Segment Start: Material provided
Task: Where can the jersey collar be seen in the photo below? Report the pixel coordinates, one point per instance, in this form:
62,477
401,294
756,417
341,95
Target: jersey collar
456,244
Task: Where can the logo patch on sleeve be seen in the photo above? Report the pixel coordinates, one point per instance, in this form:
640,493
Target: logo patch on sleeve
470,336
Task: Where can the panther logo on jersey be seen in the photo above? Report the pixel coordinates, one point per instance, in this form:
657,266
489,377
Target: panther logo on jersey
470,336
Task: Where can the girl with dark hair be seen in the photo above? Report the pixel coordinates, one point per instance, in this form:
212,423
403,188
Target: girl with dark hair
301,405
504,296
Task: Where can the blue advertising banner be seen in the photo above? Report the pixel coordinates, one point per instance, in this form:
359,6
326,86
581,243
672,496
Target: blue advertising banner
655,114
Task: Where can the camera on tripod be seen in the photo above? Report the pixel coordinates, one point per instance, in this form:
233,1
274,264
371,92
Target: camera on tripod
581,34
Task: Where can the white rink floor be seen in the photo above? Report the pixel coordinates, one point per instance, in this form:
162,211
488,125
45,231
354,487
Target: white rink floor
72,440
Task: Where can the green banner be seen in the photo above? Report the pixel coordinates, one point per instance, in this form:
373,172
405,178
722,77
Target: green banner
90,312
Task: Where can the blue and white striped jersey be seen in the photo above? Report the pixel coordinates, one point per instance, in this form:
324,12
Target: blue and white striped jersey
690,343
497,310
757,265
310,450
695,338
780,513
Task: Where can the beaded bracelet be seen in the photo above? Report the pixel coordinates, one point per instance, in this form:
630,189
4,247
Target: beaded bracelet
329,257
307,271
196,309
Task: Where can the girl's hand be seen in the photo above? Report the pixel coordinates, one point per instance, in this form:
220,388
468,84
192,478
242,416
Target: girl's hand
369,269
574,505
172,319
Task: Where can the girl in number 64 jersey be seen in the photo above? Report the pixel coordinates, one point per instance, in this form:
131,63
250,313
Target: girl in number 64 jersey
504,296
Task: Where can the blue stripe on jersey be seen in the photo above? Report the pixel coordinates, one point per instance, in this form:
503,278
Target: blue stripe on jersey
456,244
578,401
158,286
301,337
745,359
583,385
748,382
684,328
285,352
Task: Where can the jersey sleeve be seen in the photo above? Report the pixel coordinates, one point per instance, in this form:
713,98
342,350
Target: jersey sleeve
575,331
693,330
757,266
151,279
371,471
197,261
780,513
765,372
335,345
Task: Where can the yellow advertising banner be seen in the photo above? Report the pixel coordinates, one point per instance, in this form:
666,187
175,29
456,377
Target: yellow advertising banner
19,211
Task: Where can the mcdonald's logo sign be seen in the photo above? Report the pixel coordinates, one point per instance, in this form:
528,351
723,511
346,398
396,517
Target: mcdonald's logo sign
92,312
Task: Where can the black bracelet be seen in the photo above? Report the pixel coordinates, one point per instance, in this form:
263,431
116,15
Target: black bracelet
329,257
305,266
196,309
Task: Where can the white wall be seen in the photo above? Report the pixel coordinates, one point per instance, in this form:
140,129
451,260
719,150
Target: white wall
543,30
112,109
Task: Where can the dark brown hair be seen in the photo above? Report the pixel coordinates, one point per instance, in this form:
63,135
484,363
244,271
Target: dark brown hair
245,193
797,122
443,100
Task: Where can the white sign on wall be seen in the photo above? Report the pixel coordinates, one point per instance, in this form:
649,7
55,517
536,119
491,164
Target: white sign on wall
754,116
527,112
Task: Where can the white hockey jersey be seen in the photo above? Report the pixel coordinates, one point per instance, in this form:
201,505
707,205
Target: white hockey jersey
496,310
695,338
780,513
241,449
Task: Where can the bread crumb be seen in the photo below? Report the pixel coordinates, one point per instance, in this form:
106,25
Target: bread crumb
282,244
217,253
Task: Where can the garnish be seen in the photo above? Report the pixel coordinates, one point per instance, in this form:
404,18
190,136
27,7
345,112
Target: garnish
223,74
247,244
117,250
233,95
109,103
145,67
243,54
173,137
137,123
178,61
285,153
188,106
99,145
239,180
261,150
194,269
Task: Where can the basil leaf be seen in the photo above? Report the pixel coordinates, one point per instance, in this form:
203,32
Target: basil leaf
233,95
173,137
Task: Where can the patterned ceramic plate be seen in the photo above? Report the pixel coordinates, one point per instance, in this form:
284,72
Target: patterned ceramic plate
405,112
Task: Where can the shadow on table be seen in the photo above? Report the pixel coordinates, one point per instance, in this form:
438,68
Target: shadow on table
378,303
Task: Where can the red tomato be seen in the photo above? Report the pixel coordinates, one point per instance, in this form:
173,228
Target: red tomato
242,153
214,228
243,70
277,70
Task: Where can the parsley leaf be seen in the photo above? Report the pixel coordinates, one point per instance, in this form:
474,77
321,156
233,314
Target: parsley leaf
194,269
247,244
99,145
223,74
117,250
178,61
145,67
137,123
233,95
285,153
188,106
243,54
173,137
Segment End: Material provided
**Required work:**
A single number is the whole answer here: the number of lines in the data that include "below".

**Task response:**
2